# What you will do
Print each entry as it appears. Images stay out of the copy.

+ + +

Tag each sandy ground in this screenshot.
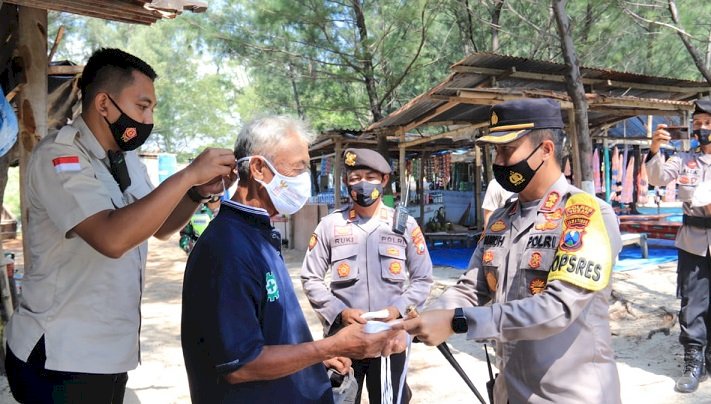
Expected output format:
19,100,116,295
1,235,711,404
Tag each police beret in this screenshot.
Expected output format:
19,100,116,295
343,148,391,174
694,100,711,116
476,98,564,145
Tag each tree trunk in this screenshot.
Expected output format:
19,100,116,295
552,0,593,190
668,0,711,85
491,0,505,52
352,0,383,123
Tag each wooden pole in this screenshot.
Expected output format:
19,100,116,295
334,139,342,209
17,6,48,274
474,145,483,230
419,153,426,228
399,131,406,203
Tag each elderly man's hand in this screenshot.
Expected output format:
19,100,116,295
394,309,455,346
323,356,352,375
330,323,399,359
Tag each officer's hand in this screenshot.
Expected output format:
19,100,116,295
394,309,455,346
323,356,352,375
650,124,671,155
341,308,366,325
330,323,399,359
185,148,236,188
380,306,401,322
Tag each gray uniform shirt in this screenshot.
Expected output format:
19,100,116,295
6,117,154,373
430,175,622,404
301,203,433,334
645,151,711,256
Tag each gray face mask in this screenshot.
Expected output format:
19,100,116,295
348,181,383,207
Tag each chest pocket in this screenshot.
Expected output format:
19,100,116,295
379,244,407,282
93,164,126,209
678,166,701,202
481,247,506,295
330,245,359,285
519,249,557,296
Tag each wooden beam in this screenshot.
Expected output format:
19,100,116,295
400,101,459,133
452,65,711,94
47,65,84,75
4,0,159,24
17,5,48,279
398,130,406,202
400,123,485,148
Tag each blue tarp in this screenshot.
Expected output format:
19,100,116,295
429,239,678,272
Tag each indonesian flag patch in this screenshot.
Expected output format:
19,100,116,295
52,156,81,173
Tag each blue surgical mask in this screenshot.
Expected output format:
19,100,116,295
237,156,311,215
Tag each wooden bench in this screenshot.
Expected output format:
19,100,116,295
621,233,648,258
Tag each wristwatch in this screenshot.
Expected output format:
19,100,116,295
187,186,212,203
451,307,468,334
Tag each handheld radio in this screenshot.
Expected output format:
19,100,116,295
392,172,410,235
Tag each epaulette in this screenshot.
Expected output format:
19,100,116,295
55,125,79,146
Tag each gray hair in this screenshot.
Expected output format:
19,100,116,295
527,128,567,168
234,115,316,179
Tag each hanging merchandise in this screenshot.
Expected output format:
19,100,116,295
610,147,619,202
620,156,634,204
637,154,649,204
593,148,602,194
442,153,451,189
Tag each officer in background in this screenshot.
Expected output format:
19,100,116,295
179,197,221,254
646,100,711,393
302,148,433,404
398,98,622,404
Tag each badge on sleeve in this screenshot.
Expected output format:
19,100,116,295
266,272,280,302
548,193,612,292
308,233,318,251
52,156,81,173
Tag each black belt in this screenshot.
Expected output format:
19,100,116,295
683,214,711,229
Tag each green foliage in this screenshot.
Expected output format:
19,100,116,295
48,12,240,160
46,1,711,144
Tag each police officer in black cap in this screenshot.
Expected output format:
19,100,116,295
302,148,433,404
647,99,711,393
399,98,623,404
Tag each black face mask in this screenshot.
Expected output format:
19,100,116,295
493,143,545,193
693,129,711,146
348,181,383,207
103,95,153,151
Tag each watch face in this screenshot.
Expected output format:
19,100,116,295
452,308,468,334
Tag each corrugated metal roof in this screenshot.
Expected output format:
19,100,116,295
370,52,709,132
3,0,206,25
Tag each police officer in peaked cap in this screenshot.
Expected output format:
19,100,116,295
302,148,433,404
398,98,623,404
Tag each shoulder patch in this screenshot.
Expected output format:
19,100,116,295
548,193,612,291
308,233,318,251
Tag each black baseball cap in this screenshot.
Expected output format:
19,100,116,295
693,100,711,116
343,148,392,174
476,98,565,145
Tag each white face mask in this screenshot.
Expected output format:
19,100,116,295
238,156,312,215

+ + +

# Solution to the problem
Tag each sandy ground in this screenshot.
Expected output format:
19,100,116,295
1,235,711,404
Tag each police beret in this screenshot.
Expected output format:
19,100,116,295
343,148,391,174
694,100,711,116
476,98,564,145
Tag each tree trunk in this screenshot.
Expected output format:
19,100,116,295
552,0,593,190
668,0,711,85
491,0,505,52
352,0,383,123
Tag each wooden pole in this screenshot.
Expected output format:
19,100,116,295
334,139,342,209
17,6,48,274
474,145,483,230
419,153,426,228
399,131,406,203
Tag each elderly man's hand in this screenshot.
Expected output format:
19,100,116,295
394,309,455,346
323,356,352,375
330,323,399,359
Tag each officer's hand in this screenshot.
Expected output format:
19,100,116,295
394,309,455,346
323,356,352,375
650,124,671,155
341,308,366,325
330,323,399,359
185,148,236,188
380,306,401,322
Tag each gray uniform shirt in this screenshot.
Expected output format:
19,100,116,295
6,117,154,373
430,175,622,404
301,203,433,334
645,151,711,256
Tag each gray face mask in this screenshot.
Expected output format:
19,100,116,295
348,181,383,207
Tag each chest pocket in this screenshot.
Expected output format:
19,100,116,295
379,244,407,282
93,164,126,209
678,166,701,202
481,247,506,295
330,245,359,285
519,249,557,296
Tag each wooden beam in this screenshot.
Expected output format:
19,100,116,295
400,101,459,133
452,65,711,94
47,65,84,75
4,0,159,24
17,5,48,279
398,130,406,202
400,123,485,148
Tag each blue tarp in this screenshot.
Expected output format:
19,100,116,295
429,239,678,272
Tag each indonesian flag patch in this screenshot.
Expected output format:
19,100,116,295
52,156,81,173
Tag each blue surgical mask in this screenshot.
Expected output format:
19,100,116,295
237,156,311,215
Tag each wooden bench in this screenshot.
Expected output format:
19,100,116,295
621,233,648,258
Tag each wristwatch in this screenshot.
Expected output format:
19,100,116,295
187,186,212,203
451,307,468,334
Tag each handheld radio in this screenshot.
Expected output format:
19,100,116,295
392,172,410,235
Tag each epaulette in this screenshot.
Expected output format:
19,100,116,295
55,125,79,146
Tag each gray hair in this screenshot.
Expected output format:
19,100,116,295
527,128,567,168
234,115,316,179
Tag each hanging merchandise in this screenshot.
Expected output format:
19,100,116,295
610,147,619,202
620,156,634,204
637,154,649,204
593,148,602,194
442,153,451,189
Tag each officer in background in this screenshot.
Expected output format:
19,100,116,295
179,197,221,254
646,100,711,393
302,148,433,404
398,98,622,404
Tag each badge on sleeve in this screenshot.
Expected output format:
19,100,116,295
266,272,280,302
548,193,612,292
308,233,318,251
52,156,81,173
Tag each black belt in this screenshot.
Expected output format:
19,100,116,295
683,214,711,229
Tag each green foliage in this screenshot.
Expected output format:
19,100,116,295
48,12,240,160
46,1,711,144
Tag each police officer in black cap in this screenshot.
Expected output format:
19,100,116,295
302,148,433,404
647,99,711,393
399,98,623,404
Tag each black face mask in this screenshot.
Expected output format:
19,100,116,295
493,143,545,193
693,129,711,146
348,181,383,207
103,95,153,151
Tag each watch face in this screenshot.
Expected output format:
19,100,116,295
452,308,468,334
Tag each corrugated metal roof in this screenshot.
Expected output format:
19,100,116,295
370,52,709,132
3,0,206,25
Tag each police officer in peaked cap in this screenshot.
Expected output format:
19,100,116,295
302,148,433,404
398,98,623,404
Tag each shoulder patch in this screenshot.
Expected output format:
19,100,116,295
548,193,612,291
308,233,318,251
Tag each black baseball cap in this screenshot.
Expected output format:
19,100,116,295
693,100,711,116
343,148,392,174
476,98,565,145
Tag each white face mask in this screenshot.
Expected output format:
19,100,116,295
238,156,312,215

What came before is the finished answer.